• Deine Aufgaben:
1) Gib aus dem Foren-Thread über Ports und Firewalls einen Abschnitt Wort für Wort aus. Fang bei den Worten „# Port trotz“ an und hör nach „Firewall nicht rummeckert?“ auf.
2) Beantworte diese Fragen zum Foren-Thread über Ports und Firewalls:
(a) In welchem Router steckt die Hardware-Firewall, um die es geht?
(b) Welche Ports wurden laut dem letzten Beitrag getestet?
(c) Was wirft der Client beim Verbinden des Sockets?

# Port trotz aktiver Firewall nutzen !



## rapthor (7. Jul 2004)

Wie kann man sein JAVA-Client/Server-Programm dazu bringen, sich einen Port zu suchen, der erstens frei ist und zweitens gleich so genutzt wird, dass die Firewall nicht rummeckert?

Ich meine bei diesem Internet-Telefonie-Programm "SKYPE" haben es die Entwickler ja auch geschafft, etwas herzustellen, dass sich jedes Mal genau einen Port aussucht, über den es frei senden und empfangen kann, ohne dass einem die eigene Firewall das verbietet...


----------



## Dante (7. Jul 2004)

Um was für eine Firewall geht es denn?

- richtige Firewall?
- NAT-Geschichten in nem Router?
- Pseudo-Personal-Firewall?


----------



## rapthor (7. Jul 2004)

Es geht um ne Hardware-Firewall in meinem Vigor 2300 Router. Ich will nicht extra etwas im Setup des Routers ändern (IP Forwarding etc) sondern universell einsetzbar programmieren.


----------



## Dante (7. Jul 2004)

Sollte ohne Probleme gehen, wenn du eine Verbindung öffnest leitet der Router die über einen anderen ausgehenden Port und kann so die Antwort wiedererkennen und sie dem richtigen Rechner zustellen.

IP-Forwarding brauchst du nur wenn du einen Server anbieten willst, es wird dann alle eingehende Kommunikation an einen Port an einen bestimmten Recher+Port weitergeleitet.

Hat dein Router vielleicht weitergehende Software? Habe ich bei den Kisten zwar noch nie gehört, könnte aber sein...


----------



## rapthor (8. Jul 2004)

Weitergehende Software .... ? Ich weiß nur dass Vigor nen Haufen Einstellungen ermöglicht. Ist nen richtig professionelles Teil, der Router. Aber was ich meine, ist, dass wenn ich bei mir den Server mache, und jemand versucht eine Verbindung mit dem von mir bereitgestellten Client-Programm von außen herzustellen, dieses strikt nicht funktioniert. Die Router vor dem Client-Rechner erkennen da anscheinend, dass ein unbefugtes Programm versucht Port xy zu benutzen .... egal welchen Port ich da jetzt getestet habe ... ob 2000 oder 21 oder 80 oder 43023. Beim Verbinden des Sockets schmeißt der Client ne SocketException raus.

• Bereitgestelltes Material:
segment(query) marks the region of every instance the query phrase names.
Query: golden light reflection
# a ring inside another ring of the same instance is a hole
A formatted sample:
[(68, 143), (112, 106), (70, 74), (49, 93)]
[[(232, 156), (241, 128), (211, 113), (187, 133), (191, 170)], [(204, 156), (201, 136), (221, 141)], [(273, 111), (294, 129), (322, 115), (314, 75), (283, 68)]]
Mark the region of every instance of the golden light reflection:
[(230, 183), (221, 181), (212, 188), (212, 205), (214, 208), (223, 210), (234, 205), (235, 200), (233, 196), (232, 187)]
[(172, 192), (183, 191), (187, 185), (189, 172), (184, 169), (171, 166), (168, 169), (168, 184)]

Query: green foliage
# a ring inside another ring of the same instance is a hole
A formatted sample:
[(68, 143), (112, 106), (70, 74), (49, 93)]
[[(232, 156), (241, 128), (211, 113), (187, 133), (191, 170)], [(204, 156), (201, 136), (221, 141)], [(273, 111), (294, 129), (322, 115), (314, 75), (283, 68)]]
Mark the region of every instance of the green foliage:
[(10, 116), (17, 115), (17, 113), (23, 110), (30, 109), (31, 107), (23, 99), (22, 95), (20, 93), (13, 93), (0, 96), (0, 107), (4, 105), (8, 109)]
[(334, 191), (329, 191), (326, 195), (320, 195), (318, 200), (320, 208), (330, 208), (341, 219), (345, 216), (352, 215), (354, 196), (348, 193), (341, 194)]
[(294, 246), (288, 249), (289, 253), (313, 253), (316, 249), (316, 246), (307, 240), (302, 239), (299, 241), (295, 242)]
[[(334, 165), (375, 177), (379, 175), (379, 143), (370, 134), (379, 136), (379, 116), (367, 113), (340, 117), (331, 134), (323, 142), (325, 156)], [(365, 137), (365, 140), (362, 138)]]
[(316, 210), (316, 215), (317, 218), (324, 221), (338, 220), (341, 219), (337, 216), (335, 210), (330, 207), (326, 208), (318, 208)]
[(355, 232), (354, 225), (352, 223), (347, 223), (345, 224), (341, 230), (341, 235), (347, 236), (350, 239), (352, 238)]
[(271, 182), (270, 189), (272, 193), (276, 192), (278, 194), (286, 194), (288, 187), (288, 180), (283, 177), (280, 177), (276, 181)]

• Ausgearbeitete Lösungen:
1)
# Port trotz aktiver Firewall nutzen !



## rapthor (7. Jul 2004)

Wie kann man sein JAVA-Client/Server-Programm dazu bringen, sich einen Port zu suchen, der erstens frei ist und zweitens gleich so genutzt wird, dass die Firewall nicht rummeckert?

2)
(a) In einem Vigor 2300 Router.
(b) Die Ports 2000, 21, 80 und 43023.
(c) Eine SocketException.